> **Your instructions**: Could you transcribe all the records below word for word, omitting the pictures?

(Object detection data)

>> BEGIN

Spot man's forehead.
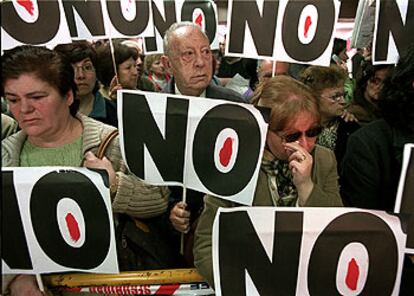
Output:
[174,26,210,45]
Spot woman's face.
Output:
[266,111,319,160]
[319,87,346,120]
[118,57,138,89]
[4,73,73,139]
[72,58,96,97]
[150,59,165,77]
[364,68,388,101]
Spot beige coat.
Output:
[193,145,342,287]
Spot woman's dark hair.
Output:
[353,60,394,105]
[299,65,346,99]
[96,40,138,87]
[1,45,79,116]
[378,43,414,134]
[332,38,346,55]
[54,40,99,94]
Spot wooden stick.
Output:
[43,268,205,288]
[36,274,45,292]
[180,185,187,255]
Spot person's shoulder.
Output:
[206,83,247,103]
[350,119,392,140]
[76,113,117,137]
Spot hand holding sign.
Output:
[83,151,116,191]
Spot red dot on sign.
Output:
[194,13,203,27]
[17,0,34,16]
[219,137,233,167]
[345,258,359,291]
[65,213,80,242]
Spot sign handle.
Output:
[36,273,45,293]
[180,185,187,255]
[109,38,119,84]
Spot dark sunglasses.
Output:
[279,126,322,143]
[369,77,384,85]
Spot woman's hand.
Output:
[9,274,46,296]
[170,201,191,233]
[284,142,313,206]
[83,151,116,185]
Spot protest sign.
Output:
[226,0,340,65]
[2,167,118,274]
[1,0,218,53]
[144,0,219,54]
[213,207,414,295]
[118,90,267,205]
[372,0,414,65]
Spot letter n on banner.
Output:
[372,0,414,64]
[118,90,267,205]
[215,207,407,296]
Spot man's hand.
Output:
[170,201,191,233]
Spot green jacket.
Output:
[193,145,342,287]
[1,113,169,218]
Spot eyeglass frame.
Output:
[321,91,346,102]
[275,125,323,143]
[72,62,96,73]
[368,76,384,86]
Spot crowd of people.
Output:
[1,22,414,295]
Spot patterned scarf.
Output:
[261,159,298,207]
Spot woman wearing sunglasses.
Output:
[194,75,342,284]
[300,65,359,171]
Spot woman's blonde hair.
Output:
[252,75,320,131]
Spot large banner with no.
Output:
[118,90,267,205]
[1,0,218,53]
[213,207,414,296]
[1,167,118,274]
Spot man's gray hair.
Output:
[163,21,208,56]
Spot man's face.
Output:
[164,27,213,96]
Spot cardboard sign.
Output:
[213,207,414,295]
[394,144,414,253]
[144,0,219,54]
[117,91,267,205]
[1,0,72,50]
[226,0,340,66]
[1,0,218,53]
[372,0,414,65]
[2,167,118,274]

>> END

> **Response to this task**:
Spot man's forehead.
Output:
[174,26,210,45]
Spot woman's face.
Output:
[266,111,319,160]
[319,87,346,120]
[118,57,138,89]
[4,73,73,139]
[72,58,96,97]
[150,59,165,77]
[364,68,388,101]
Spot beige coat.
Output:
[193,145,342,287]
Spot woman's dark hair.
Output:
[353,60,394,105]
[299,65,346,99]
[96,40,138,87]
[1,45,79,116]
[378,43,414,134]
[332,38,346,55]
[54,40,99,94]
Spot wooden stick.
Output:
[43,268,205,288]
[36,274,45,292]
[180,185,187,255]
Spot person's shoulder.
Output:
[206,83,247,103]
[350,119,392,140]
[76,113,117,137]
Spot hand holding sign.
Output:
[83,151,116,191]
Spot red dot on sign.
Output:
[194,13,203,27]
[17,0,34,16]
[219,137,233,167]
[345,258,359,291]
[65,213,80,242]
Spot sign handle.
Output:
[36,273,45,293]
[180,185,187,255]
[109,38,119,84]
Spot dark sunglasses.
Output:
[279,126,322,143]
[369,77,384,85]
Spot woman's hand.
Output:
[9,274,46,296]
[170,201,191,233]
[284,142,313,206]
[83,151,116,185]
Spot protest sign.
Output:
[226,0,340,65]
[2,167,118,274]
[1,0,218,53]
[144,0,219,54]
[213,207,414,295]
[118,90,267,205]
[372,0,414,65]
Spot letter n on banner.
Output:
[372,0,414,64]
[118,90,267,205]
[215,207,407,296]
Spot man's hand.
Output:
[170,201,191,233]
Spot green jacket.
Output:
[193,145,342,287]
[1,113,169,218]
Spot eyeglass frame.
Output:
[321,91,346,102]
[275,125,323,143]
[72,62,96,73]
[368,76,384,86]
Spot crowd of people.
Output:
[1,22,414,295]
Spot patterned scarf.
Output:
[261,159,298,207]
Spot woman wearing sunglasses.
Output:
[194,75,342,284]
[300,65,359,171]
Spot woman's blonde hair.
Output:
[252,75,320,131]
Spot large banner with no.
Output:
[118,90,267,205]
[1,0,218,53]
[213,207,414,296]
[1,167,118,274]
Spot man's gray hair.
Output:
[163,21,208,56]
Spot man's face.
Output:
[164,27,213,96]
Spot cardboard sign.
Output:
[213,207,414,295]
[394,144,414,253]
[144,0,219,54]
[117,91,267,205]
[1,0,72,50]
[226,0,340,66]
[1,0,218,53]
[372,0,414,65]
[2,167,118,274]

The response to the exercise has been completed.